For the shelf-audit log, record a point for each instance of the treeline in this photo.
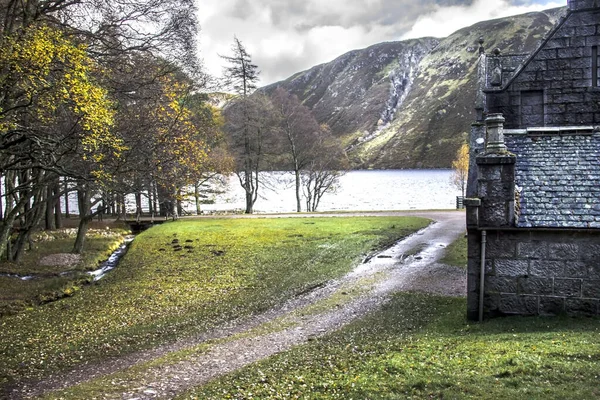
(107, 98)
(107, 95)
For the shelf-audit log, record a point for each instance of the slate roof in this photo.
(558, 177)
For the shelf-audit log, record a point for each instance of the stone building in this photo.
(533, 212)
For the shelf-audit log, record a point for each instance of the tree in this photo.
(461, 168)
(52, 108)
(241, 75)
(300, 130)
(321, 174)
(247, 121)
(56, 113)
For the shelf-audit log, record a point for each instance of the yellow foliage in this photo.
(45, 72)
(461, 168)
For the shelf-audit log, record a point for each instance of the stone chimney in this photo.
(575, 5)
(496, 178)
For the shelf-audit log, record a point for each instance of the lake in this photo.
(369, 190)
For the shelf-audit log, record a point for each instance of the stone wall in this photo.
(531, 272)
(555, 87)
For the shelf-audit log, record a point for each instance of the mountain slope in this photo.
(409, 104)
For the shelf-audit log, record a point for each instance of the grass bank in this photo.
(185, 277)
(54, 281)
(421, 347)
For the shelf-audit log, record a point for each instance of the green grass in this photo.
*-*-*
- Work required -
Take the line that contains "building in this photo." and every line after it in the material above. Set those lines down exactly and nothing more.

- Answer to this task -
For the shelf-audit log, record a point for each instance of the stone building in this photo.
(533, 212)
For the shelf-audit log, record a point for each instance of the tree in this photo.
(461, 168)
(52, 108)
(241, 75)
(300, 130)
(321, 174)
(247, 121)
(56, 113)
For the shelf-audit log, record a point for each instance of the yellow foliage in this photo.
(45, 72)
(461, 168)
For the shelf-audit log, record a point for each instance of the stone chimney in this photo.
(575, 5)
(496, 178)
For the shelf-audit log, record a point for each instance of the lake in this photo.
(369, 190)
For the shelf-audit log, record a point for each instance of the stone wall in this photo.
(531, 272)
(555, 87)
For the shelf-audit log, record a point for each instance of the mountain slope in this photo.
(409, 104)
For the shelf-audit log, record a point for each instance of the grass bank in this photo.
(185, 277)
(54, 281)
(421, 347)
For the shelf-audit log, record a point for each instance of the green grass in this photo.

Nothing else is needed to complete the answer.